═════ Data supplied
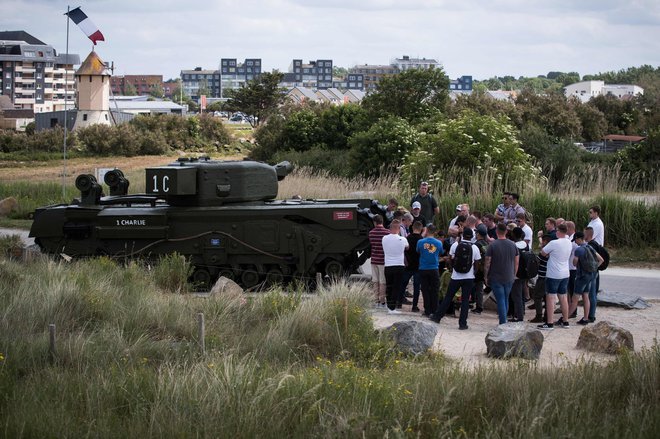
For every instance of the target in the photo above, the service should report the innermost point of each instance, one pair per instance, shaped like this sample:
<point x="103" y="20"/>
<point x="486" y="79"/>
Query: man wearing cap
<point x="500" y="269"/>
<point x="464" y="281"/>
<point x="461" y="210"/>
<point x="429" y="207"/>
<point x="417" y="213"/>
══════════
# What the task asks
Each line of the data is to be duplicated exactly; pictures stay out of the copy.

# Answer for the task
For every instance of the target in the photo above, the service should report the innermost point of each instance, one pair per instance, shaped like this sample:
<point x="103" y="20"/>
<point x="486" y="79"/>
Query: man wearing cap
<point x="500" y="269"/>
<point x="464" y="281"/>
<point x="461" y="210"/>
<point x="429" y="207"/>
<point x="417" y="213"/>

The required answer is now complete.